→ Your objective
Say nothing but the number of lines below in which the string "surface" appears.

(Dataset entries)

....

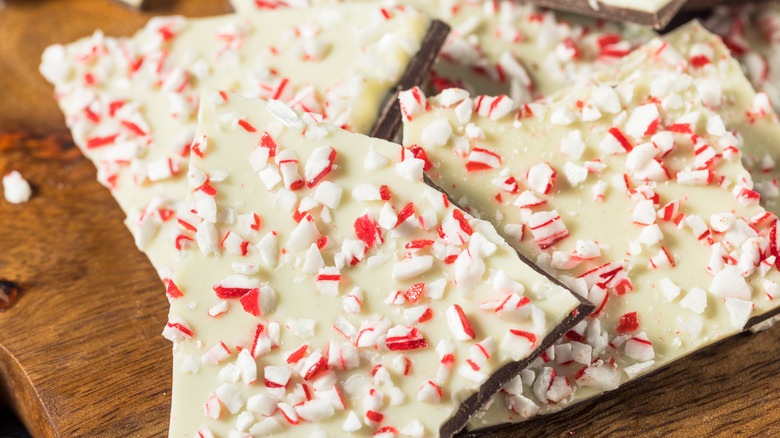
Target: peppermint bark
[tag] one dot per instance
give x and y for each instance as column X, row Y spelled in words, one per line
column 633, row 195
column 332, row 290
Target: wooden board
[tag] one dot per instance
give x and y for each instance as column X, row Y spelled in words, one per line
column 80, row 350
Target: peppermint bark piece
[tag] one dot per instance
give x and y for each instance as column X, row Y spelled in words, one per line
column 333, row 291
column 512, row 48
column 131, row 103
column 135, row 4
column 725, row 89
column 634, row 196
column 750, row 31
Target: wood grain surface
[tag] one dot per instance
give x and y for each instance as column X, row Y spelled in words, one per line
column 80, row 350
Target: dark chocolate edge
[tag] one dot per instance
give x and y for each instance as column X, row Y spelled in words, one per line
column 658, row 20
column 389, row 122
column 493, row 385
column 699, row 5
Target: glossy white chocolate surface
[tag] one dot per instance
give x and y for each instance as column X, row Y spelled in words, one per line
column 359, row 166
column 572, row 133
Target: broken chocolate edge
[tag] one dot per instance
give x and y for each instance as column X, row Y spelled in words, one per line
column 598, row 399
column 658, row 20
column 493, row 385
column 389, row 121
column 758, row 319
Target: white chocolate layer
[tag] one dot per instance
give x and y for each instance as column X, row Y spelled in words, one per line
column 380, row 257
column 592, row 179
column 131, row 103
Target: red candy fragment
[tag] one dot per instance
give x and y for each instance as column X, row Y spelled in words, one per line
column 628, row 323
column 367, row 229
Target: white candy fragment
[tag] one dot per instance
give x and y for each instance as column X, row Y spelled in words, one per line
column 640, row 348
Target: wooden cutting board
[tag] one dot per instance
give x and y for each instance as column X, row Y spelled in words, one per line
column 80, row 350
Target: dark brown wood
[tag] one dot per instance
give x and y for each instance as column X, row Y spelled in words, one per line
column 80, row 350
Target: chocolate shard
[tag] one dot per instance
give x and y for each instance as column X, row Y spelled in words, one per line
column 389, row 121
column 656, row 14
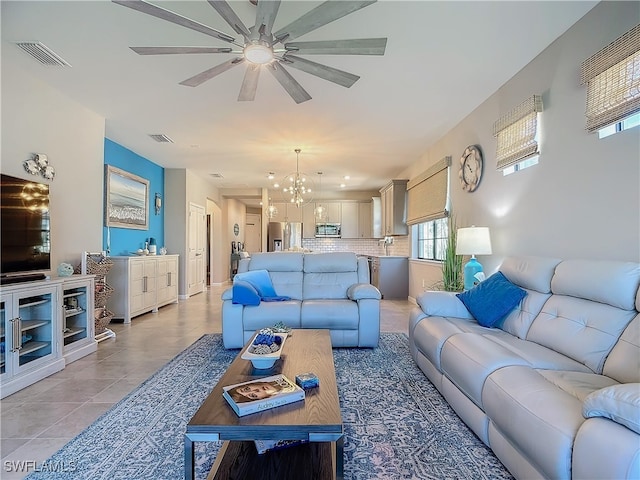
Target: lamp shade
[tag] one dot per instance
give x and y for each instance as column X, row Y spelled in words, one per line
column 473, row 241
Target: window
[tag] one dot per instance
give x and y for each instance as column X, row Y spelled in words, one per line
column 612, row 78
column 626, row 124
column 432, row 239
column 517, row 135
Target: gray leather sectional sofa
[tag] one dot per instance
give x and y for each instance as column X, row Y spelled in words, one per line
column 555, row 390
column 326, row 290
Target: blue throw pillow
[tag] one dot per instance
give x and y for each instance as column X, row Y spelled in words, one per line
column 261, row 281
column 244, row 293
column 492, row 300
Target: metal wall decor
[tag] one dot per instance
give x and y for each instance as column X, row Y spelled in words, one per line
column 39, row 165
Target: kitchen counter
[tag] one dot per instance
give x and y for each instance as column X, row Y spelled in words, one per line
column 390, row 274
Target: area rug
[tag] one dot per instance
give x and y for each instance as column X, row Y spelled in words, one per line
column 397, row 425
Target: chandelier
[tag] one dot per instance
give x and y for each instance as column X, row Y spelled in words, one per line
column 298, row 187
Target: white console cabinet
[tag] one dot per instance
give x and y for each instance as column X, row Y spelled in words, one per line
column 142, row 284
column 44, row 325
column 30, row 330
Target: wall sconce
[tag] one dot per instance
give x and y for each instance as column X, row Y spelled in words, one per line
column 158, row 203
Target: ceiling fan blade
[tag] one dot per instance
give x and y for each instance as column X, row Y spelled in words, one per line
column 289, row 83
column 229, row 16
column 321, row 15
column 250, row 83
column 177, row 50
column 360, row 46
column 172, row 17
column 266, row 15
column 212, row 72
column 334, row 75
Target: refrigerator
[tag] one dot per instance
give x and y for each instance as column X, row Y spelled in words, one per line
column 283, row 236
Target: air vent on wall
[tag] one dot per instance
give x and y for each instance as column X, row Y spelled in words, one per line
column 160, row 138
column 43, row 54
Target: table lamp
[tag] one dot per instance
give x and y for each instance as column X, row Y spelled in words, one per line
column 473, row 241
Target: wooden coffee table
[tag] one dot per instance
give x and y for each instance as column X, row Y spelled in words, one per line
column 316, row 419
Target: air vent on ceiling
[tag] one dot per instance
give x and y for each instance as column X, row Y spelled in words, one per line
column 43, row 54
column 160, row 138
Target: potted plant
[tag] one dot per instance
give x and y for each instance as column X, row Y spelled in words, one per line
column 452, row 277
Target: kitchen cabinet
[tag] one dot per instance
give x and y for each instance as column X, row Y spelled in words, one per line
column 356, row 220
column 142, row 284
column 78, row 323
column 393, row 199
column 390, row 274
column 30, row 331
column 365, row 220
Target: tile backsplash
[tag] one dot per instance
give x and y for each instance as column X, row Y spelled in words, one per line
column 361, row 246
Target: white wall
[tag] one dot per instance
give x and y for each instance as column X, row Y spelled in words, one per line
column 582, row 200
column 38, row 119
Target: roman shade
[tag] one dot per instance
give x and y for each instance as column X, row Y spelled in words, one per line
column 516, row 133
column 428, row 194
column 612, row 77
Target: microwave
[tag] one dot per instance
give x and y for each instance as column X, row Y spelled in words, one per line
column 328, row 230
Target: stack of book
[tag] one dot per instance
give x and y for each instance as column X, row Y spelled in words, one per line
column 262, row 394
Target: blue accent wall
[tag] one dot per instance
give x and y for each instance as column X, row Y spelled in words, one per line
column 123, row 241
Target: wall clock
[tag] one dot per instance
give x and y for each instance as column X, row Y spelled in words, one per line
column 471, row 165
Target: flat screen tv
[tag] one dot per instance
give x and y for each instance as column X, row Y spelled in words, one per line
column 25, row 246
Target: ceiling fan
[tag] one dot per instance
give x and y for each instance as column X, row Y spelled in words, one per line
column 259, row 46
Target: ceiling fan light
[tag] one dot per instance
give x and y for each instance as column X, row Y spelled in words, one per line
column 258, row 53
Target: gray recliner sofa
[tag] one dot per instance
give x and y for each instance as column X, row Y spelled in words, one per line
column 327, row 291
column 555, row 390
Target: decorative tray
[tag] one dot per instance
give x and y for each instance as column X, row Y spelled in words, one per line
column 264, row 360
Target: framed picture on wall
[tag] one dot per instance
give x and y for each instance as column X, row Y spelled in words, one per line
column 126, row 203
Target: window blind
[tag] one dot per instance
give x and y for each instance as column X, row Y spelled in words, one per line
column 516, row 133
column 428, row 194
column 612, row 77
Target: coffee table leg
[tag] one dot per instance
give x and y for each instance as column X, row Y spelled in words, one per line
column 340, row 458
column 188, row 458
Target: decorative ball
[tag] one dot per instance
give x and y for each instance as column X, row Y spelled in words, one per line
column 65, row 270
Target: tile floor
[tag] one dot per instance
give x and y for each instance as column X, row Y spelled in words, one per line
column 40, row 419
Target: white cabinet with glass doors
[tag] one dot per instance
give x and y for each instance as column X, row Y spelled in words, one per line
column 30, row 334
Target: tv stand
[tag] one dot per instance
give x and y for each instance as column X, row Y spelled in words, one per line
column 28, row 277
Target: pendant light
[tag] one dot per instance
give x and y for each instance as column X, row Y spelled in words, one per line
column 298, row 188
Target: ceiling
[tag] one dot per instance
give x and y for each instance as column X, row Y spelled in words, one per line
column 442, row 60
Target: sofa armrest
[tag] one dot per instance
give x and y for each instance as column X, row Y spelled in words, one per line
column 361, row 291
column 620, row 403
column 227, row 294
column 442, row 304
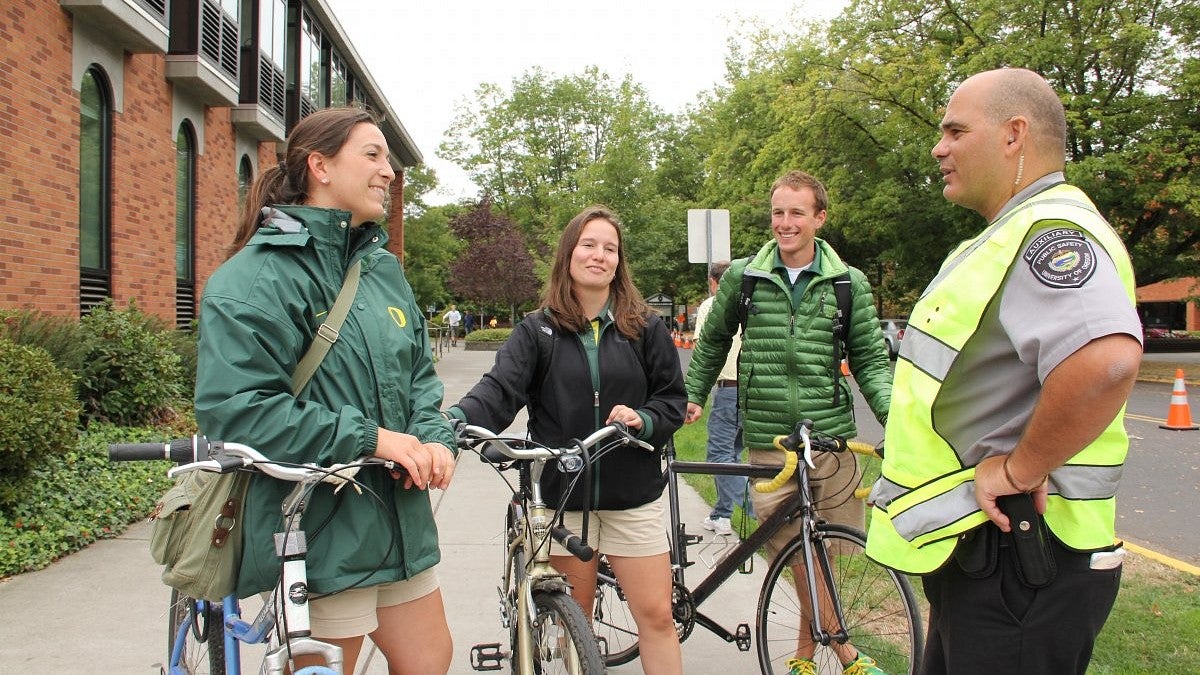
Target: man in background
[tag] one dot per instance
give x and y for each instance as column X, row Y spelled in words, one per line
column 724, row 422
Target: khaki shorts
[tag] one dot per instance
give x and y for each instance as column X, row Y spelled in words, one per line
column 833, row 483
column 352, row 613
column 633, row 532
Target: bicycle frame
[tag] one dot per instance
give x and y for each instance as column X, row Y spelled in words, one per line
column 798, row 506
column 532, row 542
column 292, row 548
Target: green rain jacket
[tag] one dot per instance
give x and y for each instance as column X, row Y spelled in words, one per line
column 786, row 370
column 258, row 315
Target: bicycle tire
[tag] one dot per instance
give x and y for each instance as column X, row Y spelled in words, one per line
column 203, row 649
column 881, row 611
column 563, row 638
column 612, row 620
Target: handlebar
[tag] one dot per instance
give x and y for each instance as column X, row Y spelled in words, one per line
column 198, row 453
column 498, row 448
column 803, row 436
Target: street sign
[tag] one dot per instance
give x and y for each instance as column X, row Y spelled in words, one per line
column 708, row 236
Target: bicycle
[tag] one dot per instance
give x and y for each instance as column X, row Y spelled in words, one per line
column 196, row 641
column 873, row 607
column 549, row 632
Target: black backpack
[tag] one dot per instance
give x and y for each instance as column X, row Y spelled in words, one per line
column 840, row 318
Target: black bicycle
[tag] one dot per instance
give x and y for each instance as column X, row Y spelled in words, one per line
column 861, row 602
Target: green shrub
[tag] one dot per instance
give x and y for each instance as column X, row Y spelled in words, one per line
column 78, row 496
column 185, row 346
column 490, row 335
column 132, row 375
column 39, row 413
column 59, row 335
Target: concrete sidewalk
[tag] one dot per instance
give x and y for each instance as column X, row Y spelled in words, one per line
column 103, row 609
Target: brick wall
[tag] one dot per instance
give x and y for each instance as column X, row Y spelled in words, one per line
column 39, row 160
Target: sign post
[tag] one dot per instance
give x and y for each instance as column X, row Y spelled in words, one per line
column 708, row 236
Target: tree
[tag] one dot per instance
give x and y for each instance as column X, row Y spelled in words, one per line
column 496, row 268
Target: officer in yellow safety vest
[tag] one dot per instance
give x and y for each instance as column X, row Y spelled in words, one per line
column 1005, row 438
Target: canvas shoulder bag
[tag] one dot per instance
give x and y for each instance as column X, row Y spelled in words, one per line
column 195, row 527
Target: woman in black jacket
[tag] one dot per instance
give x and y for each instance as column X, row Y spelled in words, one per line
column 594, row 353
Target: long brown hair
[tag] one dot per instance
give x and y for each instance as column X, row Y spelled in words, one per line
column 629, row 309
column 287, row 183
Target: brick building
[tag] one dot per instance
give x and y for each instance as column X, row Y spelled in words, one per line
column 131, row 130
column 1171, row 304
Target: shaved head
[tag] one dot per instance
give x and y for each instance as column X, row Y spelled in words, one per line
column 1009, row 93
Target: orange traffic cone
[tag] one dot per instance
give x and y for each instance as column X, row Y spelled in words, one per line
column 1179, row 416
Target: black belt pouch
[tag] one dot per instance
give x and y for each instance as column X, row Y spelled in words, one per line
column 1031, row 541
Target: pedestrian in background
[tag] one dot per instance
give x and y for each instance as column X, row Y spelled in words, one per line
column 1005, row 441
column 789, row 369
column 724, row 422
column 453, row 317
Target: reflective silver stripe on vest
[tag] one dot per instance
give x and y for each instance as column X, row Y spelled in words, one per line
column 937, row 512
column 928, row 353
column 1085, row 482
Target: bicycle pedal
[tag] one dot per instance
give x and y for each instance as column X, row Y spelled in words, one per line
column 742, row 637
column 486, row 657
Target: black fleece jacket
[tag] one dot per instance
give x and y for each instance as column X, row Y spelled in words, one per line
column 643, row 375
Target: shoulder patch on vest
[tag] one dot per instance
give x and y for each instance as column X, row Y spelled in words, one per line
column 1061, row 258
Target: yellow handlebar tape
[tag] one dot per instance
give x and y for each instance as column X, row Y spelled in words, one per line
column 790, row 461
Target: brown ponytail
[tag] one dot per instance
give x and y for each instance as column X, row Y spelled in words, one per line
column 287, row 183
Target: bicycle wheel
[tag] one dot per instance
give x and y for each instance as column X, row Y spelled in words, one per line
column 879, row 605
column 562, row 639
column 201, row 632
column 612, row 620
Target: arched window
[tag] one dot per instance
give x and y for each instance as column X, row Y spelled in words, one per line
column 95, row 189
column 245, row 180
column 185, row 226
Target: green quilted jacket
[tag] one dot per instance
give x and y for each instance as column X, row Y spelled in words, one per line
column 786, row 370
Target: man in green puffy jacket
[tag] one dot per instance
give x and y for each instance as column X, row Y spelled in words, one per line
column 787, row 370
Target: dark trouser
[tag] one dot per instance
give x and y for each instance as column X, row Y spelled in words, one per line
column 999, row 625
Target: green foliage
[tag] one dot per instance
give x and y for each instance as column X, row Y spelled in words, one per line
column 184, row 344
column 429, row 250
column 39, row 413
column 55, row 334
column 78, row 496
column 489, row 335
column 132, row 375
column 497, row 268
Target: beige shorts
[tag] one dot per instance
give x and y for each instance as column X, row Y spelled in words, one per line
column 352, row 613
column 832, row 483
column 633, row 532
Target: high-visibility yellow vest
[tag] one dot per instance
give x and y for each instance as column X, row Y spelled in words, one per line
column 925, row 496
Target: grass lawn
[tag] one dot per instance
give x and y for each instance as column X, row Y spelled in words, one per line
column 1153, row 628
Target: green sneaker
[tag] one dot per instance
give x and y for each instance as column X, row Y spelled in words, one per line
column 863, row 665
column 801, row 667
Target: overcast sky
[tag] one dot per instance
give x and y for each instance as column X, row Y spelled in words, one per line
column 430, row 55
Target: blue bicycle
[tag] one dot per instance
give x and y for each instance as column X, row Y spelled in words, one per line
column 204, row 637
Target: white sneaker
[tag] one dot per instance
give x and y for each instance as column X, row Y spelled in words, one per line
column 718, row 525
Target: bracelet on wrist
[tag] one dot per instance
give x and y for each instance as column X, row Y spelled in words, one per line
column 1008, row 475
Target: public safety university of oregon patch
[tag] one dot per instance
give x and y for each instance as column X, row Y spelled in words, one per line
column 1061, row 258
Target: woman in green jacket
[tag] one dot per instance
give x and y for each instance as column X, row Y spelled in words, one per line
column 306, row 222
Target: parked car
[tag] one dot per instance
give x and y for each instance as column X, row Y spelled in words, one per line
column 893, row 332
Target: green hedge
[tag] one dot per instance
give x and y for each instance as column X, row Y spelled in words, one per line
column 490, row 335
column 78, row 497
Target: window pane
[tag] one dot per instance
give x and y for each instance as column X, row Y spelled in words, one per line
column 184, row 167
column 93, row 118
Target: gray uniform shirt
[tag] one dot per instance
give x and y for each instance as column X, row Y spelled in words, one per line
column 1032, row 324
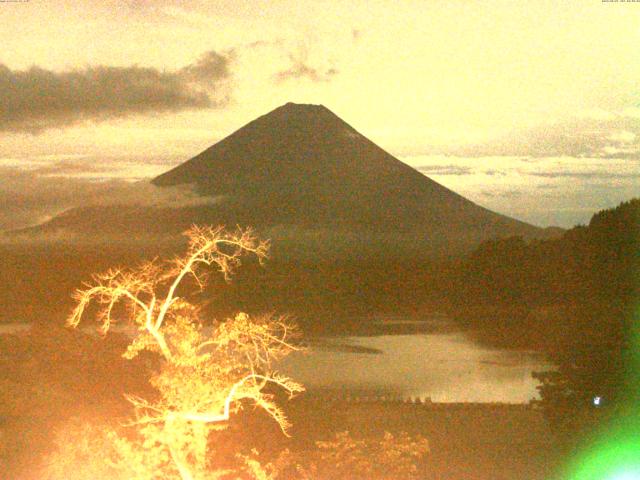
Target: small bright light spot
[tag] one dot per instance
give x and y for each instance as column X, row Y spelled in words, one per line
column 628, row 475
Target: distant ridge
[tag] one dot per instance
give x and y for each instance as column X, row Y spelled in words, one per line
column 308, row 180
column 302, row 165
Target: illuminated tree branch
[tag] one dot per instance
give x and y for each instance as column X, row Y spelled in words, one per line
column 204, row 377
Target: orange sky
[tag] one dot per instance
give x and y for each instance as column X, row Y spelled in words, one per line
column 420, row 78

....

→ Solution
2